* ARBEITSANWEISUNG 1
Gib jede Zeile der Datensätze zurück, die die Zeichenfolge „mowed“ enthält, wobei Groß- und Kleinschreibung zu beachten ist.

* VORGEGEBENER TEXT

◆ ◆ ◆ ◆

Da ist der Schuljahresbeginn. Das ist dann relativ einfach. Im Juli beginnt die Schule, also machen die Eltern sechs Wochen vorher noch einmal mit den Kindern Urlaub, weil sie sagen, dass das das letzte Mal ist, wo sie eine Chance haben, außerhalb der Schulzeit zu fahren. Oder es sind drei Wochen, oder sie nehmen sie heraus.
Jede Erweiterung werden wir mit großem Interesse verfolgen müssen hinsichtlich der Frage, welche Kostenfolgerungen damit seitens der Kommunalen Spitzenverbände, aber auch der anderen Träger verbunden sind. Zumindest ist hier schon einmal ein entscheidender Mangel in Ihrem Gesetzesentwurf festzustellen, weil Sie das einfach kumulieren. Sie machen es sich jetzt auch einfach. Sie sagen einfach: Alles wird kostenfrei gestellt, egal, was es kostet. – Aber das ist keine verantwortungsbewusste Politik, wie wir das verstehen. Wir wollen schon wissen, was das kostet, was wir machen. Ich habe schon mehrfach Zahlen hineingerufen. Mit über 430 Millionen € unterstützt das Land jährlich in der Zwischenzeit die kommunale Aufgabe der Kinderbetreuung in unserem Lande.
Das ist eine riesige Kraftanstrengung. Sie wissen: Es waren 60 Millionen €, als wir die Regierungsverantwortung 1999 übernommen haben.
Für wen also die Gebührenfreiheit? – Für die Eltern. Das sollte man meinen. Also für alle Eltern. Ich bin jetzt weit davon entfernt, alte ideologische Diskussionen zu führen, aber das Thema Umverteilung von unten nach oben war mit Sicherheit kein Kampfbegriff der CDU. Aber das ist
genau das, was Sie mit dem Gesetzesentwurf machen. Das haben Sie bekämpft. Sie bevorzugen diejenigen, die es sich leisten können. Denn diejenigen, die es sich nicht leisten können, haben aufgrund der Sozialgesetzgebung sowieso eine Beitragsfreiheit.
Wir sind wieder in dem Grenzbereich, über den wir uns Gedanken machen müssen. Aber ich habe kein Verständnis dafür, warum das gut verdienende Ehepaar, das eine Sorge dafür trägt, dass auch Einkommensteuer bezahlt wird und vieles andere mehr, nicht auch einen Beitrag für die Kinderbetreuung aufzubringen hat. Dafür habe ich kein Verständnis. Aber die entlasten Sie.

◆ ◆ ◆ ◆

* MATERIAL ZUR AUFGABE
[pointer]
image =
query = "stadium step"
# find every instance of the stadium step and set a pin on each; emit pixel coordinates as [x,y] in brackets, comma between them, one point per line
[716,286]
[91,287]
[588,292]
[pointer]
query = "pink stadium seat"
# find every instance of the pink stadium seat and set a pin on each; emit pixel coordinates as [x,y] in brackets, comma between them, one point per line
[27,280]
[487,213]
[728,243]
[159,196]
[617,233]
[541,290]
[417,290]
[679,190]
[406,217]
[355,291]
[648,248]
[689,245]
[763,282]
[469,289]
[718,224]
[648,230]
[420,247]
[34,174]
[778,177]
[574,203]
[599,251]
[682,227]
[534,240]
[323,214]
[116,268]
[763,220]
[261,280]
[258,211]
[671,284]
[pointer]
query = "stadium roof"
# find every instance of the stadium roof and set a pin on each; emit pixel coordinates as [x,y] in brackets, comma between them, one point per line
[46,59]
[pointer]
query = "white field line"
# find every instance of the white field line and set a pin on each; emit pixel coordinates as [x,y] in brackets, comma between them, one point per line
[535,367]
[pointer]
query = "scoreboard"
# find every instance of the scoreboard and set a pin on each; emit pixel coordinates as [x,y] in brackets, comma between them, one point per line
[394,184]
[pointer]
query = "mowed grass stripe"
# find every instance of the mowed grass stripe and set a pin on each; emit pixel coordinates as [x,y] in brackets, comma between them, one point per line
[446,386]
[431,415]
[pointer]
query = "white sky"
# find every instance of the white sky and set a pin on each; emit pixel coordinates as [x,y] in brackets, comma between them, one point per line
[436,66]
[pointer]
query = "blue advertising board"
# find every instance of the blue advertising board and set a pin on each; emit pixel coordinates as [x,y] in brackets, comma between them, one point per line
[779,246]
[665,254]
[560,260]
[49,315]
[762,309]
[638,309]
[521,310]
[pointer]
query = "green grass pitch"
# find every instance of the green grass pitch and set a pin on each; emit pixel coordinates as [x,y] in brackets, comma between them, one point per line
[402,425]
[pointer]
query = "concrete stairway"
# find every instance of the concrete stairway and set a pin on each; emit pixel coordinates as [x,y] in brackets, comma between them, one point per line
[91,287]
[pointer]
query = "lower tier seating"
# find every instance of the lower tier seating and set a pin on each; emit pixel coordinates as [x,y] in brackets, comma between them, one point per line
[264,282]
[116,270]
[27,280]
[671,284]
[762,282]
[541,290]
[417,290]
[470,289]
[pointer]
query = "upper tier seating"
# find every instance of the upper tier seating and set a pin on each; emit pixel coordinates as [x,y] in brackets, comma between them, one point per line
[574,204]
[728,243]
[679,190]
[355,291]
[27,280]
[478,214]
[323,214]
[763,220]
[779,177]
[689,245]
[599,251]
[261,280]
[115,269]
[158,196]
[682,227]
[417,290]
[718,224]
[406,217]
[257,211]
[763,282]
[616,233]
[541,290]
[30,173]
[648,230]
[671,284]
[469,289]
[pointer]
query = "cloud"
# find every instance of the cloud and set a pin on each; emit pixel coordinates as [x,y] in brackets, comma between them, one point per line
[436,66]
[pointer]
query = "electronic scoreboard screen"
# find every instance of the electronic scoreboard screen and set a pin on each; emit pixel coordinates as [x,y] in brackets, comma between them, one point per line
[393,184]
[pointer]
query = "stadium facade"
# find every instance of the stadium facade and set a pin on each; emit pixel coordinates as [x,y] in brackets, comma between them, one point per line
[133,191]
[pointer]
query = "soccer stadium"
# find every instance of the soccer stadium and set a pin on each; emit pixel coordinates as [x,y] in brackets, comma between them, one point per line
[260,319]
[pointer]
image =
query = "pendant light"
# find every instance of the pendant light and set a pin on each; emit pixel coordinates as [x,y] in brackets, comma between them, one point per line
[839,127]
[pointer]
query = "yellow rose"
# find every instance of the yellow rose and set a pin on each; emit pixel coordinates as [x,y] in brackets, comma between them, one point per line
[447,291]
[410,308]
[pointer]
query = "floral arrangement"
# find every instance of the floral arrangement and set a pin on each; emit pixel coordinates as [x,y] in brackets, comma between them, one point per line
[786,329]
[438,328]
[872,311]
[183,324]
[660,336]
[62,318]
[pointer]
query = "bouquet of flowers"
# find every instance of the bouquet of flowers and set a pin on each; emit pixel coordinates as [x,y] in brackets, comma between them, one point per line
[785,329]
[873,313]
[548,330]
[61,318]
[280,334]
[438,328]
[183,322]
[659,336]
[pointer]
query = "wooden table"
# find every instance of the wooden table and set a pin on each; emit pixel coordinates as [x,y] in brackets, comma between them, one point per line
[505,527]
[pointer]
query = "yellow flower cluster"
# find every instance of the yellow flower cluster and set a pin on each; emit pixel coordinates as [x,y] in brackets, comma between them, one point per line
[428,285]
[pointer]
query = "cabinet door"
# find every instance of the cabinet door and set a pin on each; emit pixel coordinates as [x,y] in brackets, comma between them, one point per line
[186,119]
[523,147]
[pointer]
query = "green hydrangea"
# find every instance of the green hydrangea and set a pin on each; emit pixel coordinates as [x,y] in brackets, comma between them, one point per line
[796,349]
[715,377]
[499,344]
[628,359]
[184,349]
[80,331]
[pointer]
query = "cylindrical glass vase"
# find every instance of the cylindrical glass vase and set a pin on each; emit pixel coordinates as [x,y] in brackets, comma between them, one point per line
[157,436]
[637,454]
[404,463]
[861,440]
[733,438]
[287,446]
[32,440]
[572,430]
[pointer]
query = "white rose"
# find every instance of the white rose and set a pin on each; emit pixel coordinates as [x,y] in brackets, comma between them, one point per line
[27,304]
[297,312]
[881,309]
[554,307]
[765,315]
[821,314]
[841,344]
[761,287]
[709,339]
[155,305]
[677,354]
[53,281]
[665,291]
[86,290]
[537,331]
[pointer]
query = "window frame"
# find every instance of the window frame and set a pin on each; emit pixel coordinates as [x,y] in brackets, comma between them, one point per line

◆ ◆ ◆ ◆

* ARBEITSANWEISUNG 2
Mit welchem Betrag unterstützt das Land laut dem vorgegebenen Text jährlich die kommunale Aufgabe der Kinderbetreuung?

* AUSGABE 1
query = "mowed grass stripe"
# find every instance of the mowed grass stripe and set a pin on each; emit pixel coordinates as [x,y] in brackets, comma between them, one point per line

* AUSGABE 2
Mit über 430 Millionen €.